* Begin TASK INPUTS *

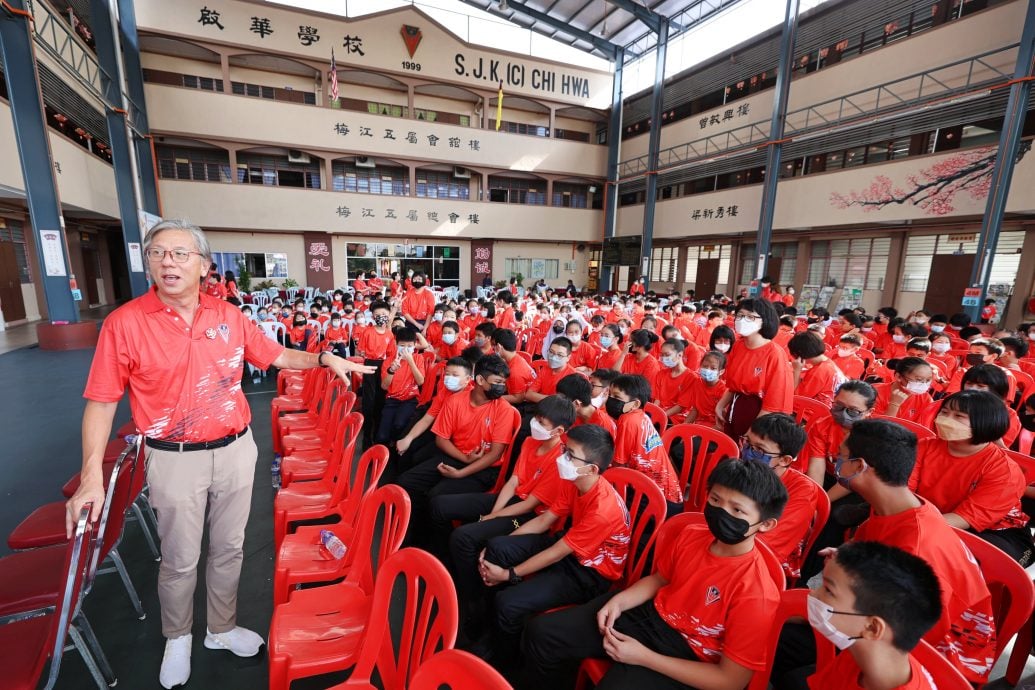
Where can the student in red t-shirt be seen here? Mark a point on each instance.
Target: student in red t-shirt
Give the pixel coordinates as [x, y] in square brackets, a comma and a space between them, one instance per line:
[402, 381]
[639, 445]
[876, 602]
[816, 376]
[775, 441]
[969, 478]
[579, 389]
[672, 384]
[571, 567]
[533, 487]
[706, 390]
[701, 620]
[758, 375]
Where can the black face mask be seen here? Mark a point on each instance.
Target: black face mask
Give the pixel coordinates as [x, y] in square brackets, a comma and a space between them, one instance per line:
[496, 391]
[615, 408]
[725, 527]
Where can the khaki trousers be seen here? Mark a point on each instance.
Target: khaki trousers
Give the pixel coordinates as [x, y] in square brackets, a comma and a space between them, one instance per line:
[181, 486]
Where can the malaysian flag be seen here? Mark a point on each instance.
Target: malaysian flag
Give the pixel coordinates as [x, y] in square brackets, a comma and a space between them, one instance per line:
[333, 80]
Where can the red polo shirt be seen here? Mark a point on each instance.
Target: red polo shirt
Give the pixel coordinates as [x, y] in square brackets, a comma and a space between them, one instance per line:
[184, 381]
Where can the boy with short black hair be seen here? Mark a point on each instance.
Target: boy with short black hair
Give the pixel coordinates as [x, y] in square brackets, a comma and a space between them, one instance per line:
[876, 603]
[701, 620]
[639, 444]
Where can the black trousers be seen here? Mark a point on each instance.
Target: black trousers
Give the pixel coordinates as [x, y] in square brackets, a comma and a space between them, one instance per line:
[423, 482]
[554, 646]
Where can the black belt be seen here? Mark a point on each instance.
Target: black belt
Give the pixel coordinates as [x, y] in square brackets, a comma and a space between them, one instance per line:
[158, 444]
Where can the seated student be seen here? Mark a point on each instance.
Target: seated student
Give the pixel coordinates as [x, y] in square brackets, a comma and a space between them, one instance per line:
[639, 445]
[701, 620]
[875, 462]
[532, 488]
[417, 445]
[876, 602]
[853, 402]
[402, 381]
[558, 367]
[969, 478]
[815, 375]
[611, 347]
[336, 336]
[672, 384]
[571, 567]
[706, 390]
[578, 389]
[906, 396]
[637, 357]
[847, 357]
[775, 441]
[471, 433]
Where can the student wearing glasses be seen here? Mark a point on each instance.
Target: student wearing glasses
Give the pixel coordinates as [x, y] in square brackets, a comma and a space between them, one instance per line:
[758, 375]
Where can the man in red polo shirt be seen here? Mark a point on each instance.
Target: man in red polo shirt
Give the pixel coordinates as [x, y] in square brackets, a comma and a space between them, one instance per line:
[180, 353]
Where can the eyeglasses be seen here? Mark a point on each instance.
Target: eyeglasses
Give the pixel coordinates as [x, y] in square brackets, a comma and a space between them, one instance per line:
[179, 256]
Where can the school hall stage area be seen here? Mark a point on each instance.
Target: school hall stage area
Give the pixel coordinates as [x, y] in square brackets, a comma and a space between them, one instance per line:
[40, 413]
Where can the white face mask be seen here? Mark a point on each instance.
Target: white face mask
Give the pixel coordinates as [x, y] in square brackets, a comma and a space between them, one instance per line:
[566, 469]
[539, 432]
[746, 328]
[452, 384]
[819, 618]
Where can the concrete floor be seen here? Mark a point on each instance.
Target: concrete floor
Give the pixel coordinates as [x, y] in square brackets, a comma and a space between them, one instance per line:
[39, 422]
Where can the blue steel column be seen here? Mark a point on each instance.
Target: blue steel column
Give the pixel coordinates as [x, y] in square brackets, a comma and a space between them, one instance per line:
[1002, 174]
[122, 150]
[34, 154]
[654, 144]
[135, 85]
[614, 151]
[775, 143]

* End TASK INPUTS *

[WHAT IS BEING ASKED] Starting from the line containing "Where can the seated", repeat each line through the end of the entries, exactly.

[THE RESPONSE]
Where can the seated student be seen here? Mark a point on each instance.
Target: seated student
Give the pixel coordinates as [x, y] in square brackets, a comma and a space between them, one instance per line:
[639, 445]
[701, 620]
[875, 462]
[532, 488]
[417, 445]
[876, 602]
[853, 402]
[402, 381]
[558, 367]
[969, 478]
[815, 375]
[611, 347]
[336, 336]
[672, 384]
[571, 567]
[706, 390]
[578, 389]
[906, 396]
[637, 357]
[847, 357]
[775, 441]
[471, 433]
Where can the student wearing glasses be seen here? Mark a point on each instance.
Target: student wearing glasses
Give the pixel coordinates as [x, y] in square brackets, a comma and a space between them, one instance per line:
[758, 375]
Where can the man in red polo shirt be seen here? Mark a point on each instance.
Target: man in red polo shirt
Give the pixel coordinates as [x, y] in square brackets, a comma and a space between them, one instance per line:
[180, 353]
Where can the eyeglasses be seen here? Mark a point on each instance.
Target: eyeglasses
Give the pixel coordinates as [x, y] in square brackets, a comma and a space between them, one instance per line:
[179, 256]
Where can the school hall stage area be seen here? Mark a point on each instance.
Target: school hall stage area
Give the pixel coordinates as [x, y] in square brackets, a comma and a space between them, one instance per line:
[40, 413]
Where can the white face mask be seen here? Mark a point on each instance.
Target: white face mask
Give the pixel coordinates as [x, y] in square brackets, a comma and a space between them, one instance per line:
[566, 469]
[539, 432]
[746, 328]
[452, 384]
[819, 618]
Where can the concrete floor be seen here? Mark a point on each instance.
Target: concrete floor
Give the pixel coordinates as [x, y] in square brackets, a comma and a space between them, one instance per line:
[39, 422]
Where can the blue steel column be seen here? Mark a point on each instance.
Target: blue steel column
Give the pixel coordinates as [x, y] in square brackets, a comma and a space between them, one instance per line:
[1002, 174]
[122, 150]
[34, 154]
[654, 144]
[135, 85]
[614, 151]
[775, 143]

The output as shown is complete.